[Provided text — start]

Don’t just sit there

“I thought the days of just sitting in a lecture hall and listening to professors talk about their own thoughts on how to think about growing a business, building a business, forming a business,” says Schulze of the School of Entrepreneurship’s conception. “That’s one thing, but if you can actually sit down and engage faculty and students and respond to issues current issues, current events, current competition, levels of competition impact on your business, then the act of learning is so much more real. I thought, ‘If we could just put this into perspective and then into actual action and activity, we could make a difference.'”

Always be on the move

Not literally, per se. But when it comes to Best Buy’s ability to thrive relative to its big-box peers, Schulze explains, “It’s a matter of how you move from direct contact with customers on the floor of the store to an online situation that allows customers to gain as much as they would need to know and then facilitate their ability to buy from us as easily as they can a pure online retailer. And we were successful in doing that. Last year, that was thanks, candidly, to the need to be creative in a curb-service opportunity where people could find what they wanted, see it was competitive, place an order, knew exactly where it was in the city, drive up, never even go in the store and get the product in a matter of minutes. And we would do delivery within an hour, pretty much for anybody and everybody that wanted it, as opposed to either even same day or the next day or two days. So, a competitive advantage comes from opportunity, and certainly, the pandemic and people being at home for long and protracted periods of time gave us the opportunity to do just that. People can win in a wide variety of ways.”

Related: Bull of the Day: Best Buy (BBY)

Really, it’s not ‘rocket science’

As many times as you’ve heard it said that customer relations are everything, Schulze feels it can’t be heard enough. “There’s a true north here, and it’s all about the customer,” he says. “When I lecture at the university or any place where somebody wants to know how I became successful for so many decades, I always tell them shortly and sweetly: It’s really all about staying connected to the customer. Make sure you offer each and every point that you come to learn is important to customers today, and then be sure you talk with the people that are serving those customers because you need to stay ahead of the curve. I’ve always felt that the best way to do that is just to focus on where that customer is today and where they want to go tomorrow, and how does he want whatever that is served up to him? So, it’s not rocket science; it genuinely is not. It’s just a matter of never losing sight of those you serve. I say that about students, clients, about anybody and everybody that’s being served. If you strive to continue to evolve and change for the betterment of those you serve, you just simply will not fail.”

[Provided text — finish]
[Data excerpts — start]

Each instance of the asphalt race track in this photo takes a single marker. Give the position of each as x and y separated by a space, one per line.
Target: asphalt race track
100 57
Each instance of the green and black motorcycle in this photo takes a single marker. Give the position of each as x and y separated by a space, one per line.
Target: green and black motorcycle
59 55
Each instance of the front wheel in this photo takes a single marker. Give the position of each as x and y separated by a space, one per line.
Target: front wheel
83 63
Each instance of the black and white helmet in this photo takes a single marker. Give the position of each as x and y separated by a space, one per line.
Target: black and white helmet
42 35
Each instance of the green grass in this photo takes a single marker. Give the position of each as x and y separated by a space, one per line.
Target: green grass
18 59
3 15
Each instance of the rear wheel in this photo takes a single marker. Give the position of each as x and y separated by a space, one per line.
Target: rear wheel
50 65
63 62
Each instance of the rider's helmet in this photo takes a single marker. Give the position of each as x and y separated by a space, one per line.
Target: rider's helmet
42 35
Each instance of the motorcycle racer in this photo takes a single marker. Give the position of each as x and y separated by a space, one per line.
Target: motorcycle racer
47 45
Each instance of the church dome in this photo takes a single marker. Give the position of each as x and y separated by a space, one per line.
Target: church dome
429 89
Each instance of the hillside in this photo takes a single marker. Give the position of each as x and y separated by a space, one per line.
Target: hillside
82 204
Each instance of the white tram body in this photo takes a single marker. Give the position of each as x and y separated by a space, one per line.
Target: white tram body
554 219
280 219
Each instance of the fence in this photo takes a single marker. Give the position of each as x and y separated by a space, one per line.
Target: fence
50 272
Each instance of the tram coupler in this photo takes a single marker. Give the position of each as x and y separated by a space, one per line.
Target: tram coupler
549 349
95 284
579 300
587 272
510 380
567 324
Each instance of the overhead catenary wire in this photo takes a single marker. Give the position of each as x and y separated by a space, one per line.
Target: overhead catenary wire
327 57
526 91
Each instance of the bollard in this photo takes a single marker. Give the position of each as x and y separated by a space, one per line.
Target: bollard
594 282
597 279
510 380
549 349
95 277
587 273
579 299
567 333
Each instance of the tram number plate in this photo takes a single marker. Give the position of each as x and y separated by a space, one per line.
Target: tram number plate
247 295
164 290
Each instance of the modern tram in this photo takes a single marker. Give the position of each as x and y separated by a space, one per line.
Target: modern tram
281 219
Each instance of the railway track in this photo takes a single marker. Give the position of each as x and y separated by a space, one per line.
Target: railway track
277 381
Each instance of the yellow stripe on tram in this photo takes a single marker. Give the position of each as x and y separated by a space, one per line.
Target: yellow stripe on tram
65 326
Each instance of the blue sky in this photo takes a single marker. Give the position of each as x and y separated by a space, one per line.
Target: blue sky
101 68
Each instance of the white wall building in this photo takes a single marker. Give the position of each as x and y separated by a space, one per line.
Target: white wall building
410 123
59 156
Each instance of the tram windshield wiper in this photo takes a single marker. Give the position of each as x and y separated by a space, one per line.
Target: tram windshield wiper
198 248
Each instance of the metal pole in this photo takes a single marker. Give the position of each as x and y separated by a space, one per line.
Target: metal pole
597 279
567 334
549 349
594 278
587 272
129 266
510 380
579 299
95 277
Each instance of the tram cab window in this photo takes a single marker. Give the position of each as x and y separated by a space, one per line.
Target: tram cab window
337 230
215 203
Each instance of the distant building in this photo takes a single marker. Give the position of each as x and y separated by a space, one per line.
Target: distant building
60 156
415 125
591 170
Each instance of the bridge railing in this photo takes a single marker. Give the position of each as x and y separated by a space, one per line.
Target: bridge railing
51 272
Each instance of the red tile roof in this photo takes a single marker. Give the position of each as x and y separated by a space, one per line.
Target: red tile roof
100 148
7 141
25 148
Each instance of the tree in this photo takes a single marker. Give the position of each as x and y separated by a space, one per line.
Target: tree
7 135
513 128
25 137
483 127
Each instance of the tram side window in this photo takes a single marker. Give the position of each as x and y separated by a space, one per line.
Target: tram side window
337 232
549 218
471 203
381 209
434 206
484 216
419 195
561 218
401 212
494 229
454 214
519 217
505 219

[Data excerpts — finish]

** Complete the following **
A. Answer from the Schulze excerpt:
(i) Within what time frame did Best Buy offer delivery?
(ii) What does Schulze say the "true north" is all about?
(iii) What does Schulze say gave Best Buy the opportunity for a competitive advantage?
B. In the Schulze excerpt, why does Schulze say to talk with the people who serve customers? Answer in one to three sentences.
The data above are separate from the Schulze excerpt.

** Responses by task **
A.
(i) Within an hour.
(ii) The customer.
(iii) The pandemic and people being at home for long and protracted periods of time.

B. Schulze says to talk with the people who serve customers because you need to stay ahead of the curve. He says the best way to do that is to focus on where the customer is today, where they want to go tomorrow, and how they want it served up.